= DATASET CONTENT =
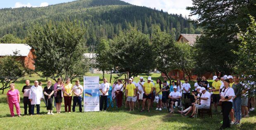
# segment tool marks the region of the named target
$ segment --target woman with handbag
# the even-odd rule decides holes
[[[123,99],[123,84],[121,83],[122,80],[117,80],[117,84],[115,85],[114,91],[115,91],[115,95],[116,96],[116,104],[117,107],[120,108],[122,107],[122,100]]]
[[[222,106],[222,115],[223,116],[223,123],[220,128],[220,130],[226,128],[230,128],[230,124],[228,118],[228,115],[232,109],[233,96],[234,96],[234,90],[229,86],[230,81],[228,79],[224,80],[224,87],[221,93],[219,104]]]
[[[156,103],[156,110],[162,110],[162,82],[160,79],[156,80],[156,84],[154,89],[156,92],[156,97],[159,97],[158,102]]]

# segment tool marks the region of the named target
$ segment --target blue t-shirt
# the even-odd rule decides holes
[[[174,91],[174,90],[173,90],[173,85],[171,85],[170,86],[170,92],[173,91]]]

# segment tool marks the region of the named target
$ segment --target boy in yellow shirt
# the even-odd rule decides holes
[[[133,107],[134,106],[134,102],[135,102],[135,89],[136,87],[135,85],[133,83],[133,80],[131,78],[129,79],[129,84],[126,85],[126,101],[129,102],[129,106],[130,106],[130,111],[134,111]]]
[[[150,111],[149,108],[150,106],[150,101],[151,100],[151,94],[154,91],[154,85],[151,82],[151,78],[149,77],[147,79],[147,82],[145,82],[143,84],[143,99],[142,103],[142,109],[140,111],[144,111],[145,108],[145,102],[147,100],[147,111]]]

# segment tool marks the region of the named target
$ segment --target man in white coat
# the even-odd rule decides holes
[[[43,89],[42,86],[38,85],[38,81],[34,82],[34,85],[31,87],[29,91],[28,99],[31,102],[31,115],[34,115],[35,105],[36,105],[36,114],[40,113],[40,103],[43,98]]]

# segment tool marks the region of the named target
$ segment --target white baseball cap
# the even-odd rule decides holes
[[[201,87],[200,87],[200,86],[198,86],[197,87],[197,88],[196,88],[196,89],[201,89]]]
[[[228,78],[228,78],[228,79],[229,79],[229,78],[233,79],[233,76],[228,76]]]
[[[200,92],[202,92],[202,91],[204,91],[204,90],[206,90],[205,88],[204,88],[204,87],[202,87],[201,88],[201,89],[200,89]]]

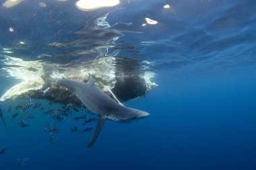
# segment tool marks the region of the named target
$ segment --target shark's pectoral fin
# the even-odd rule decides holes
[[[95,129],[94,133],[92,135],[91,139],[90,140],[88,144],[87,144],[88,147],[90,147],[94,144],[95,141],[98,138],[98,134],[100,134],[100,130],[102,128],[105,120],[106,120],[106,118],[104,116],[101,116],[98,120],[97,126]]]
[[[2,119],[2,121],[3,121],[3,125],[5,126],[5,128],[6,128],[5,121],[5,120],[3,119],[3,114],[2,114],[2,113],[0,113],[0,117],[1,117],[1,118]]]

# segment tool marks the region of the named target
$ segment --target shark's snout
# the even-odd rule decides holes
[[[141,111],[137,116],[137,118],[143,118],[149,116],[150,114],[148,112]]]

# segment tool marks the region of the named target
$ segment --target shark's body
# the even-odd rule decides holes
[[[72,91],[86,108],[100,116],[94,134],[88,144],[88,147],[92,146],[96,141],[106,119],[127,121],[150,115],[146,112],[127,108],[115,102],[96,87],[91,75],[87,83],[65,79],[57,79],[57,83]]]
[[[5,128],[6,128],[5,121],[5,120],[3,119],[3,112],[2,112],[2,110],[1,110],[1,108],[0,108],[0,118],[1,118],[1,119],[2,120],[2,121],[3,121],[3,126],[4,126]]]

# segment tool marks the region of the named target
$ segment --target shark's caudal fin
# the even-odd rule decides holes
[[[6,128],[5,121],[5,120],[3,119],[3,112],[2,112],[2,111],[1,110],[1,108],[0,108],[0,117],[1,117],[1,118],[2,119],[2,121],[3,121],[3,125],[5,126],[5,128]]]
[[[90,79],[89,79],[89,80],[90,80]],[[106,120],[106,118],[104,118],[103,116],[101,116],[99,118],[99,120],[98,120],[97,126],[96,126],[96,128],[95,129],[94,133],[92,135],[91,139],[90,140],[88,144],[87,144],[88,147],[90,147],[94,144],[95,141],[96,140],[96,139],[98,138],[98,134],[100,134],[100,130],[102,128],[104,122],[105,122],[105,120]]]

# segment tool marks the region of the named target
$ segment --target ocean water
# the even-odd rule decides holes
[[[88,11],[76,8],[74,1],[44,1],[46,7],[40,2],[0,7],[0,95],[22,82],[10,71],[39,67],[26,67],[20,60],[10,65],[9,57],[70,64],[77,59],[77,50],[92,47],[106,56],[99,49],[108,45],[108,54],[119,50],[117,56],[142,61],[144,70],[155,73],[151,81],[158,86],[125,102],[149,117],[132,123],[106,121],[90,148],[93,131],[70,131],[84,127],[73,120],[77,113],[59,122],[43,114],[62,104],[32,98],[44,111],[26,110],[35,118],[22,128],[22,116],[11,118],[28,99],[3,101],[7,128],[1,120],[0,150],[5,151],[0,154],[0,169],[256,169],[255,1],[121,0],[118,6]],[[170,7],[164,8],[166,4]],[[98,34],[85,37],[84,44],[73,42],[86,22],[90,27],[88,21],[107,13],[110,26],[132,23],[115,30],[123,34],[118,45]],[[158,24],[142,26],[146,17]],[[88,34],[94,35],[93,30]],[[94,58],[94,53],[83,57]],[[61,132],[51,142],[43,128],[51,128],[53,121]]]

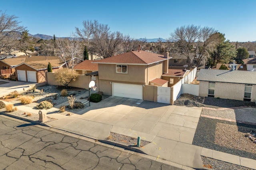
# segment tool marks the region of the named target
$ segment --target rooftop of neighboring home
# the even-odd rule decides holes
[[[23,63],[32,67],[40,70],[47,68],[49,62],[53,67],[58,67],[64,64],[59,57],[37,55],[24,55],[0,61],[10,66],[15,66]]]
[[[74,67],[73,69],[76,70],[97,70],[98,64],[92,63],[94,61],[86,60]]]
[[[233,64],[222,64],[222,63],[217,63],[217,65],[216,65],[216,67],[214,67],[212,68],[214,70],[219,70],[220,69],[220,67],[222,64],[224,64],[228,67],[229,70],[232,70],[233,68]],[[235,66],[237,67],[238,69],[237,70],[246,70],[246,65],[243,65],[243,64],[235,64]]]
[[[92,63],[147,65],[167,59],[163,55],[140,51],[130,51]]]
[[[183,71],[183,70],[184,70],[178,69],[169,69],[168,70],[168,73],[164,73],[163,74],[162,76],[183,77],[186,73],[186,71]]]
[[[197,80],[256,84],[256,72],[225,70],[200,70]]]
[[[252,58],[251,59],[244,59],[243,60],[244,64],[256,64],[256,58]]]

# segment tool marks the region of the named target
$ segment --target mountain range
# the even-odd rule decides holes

= TASK TO CARRY OUT =
From the listing above, pull out every line that contains the string "shirt". Treat case as significant.

= RESPONSE TO THE TASK =
$ segment --target blue t-shirt
$ segment --target boy in yellow shirt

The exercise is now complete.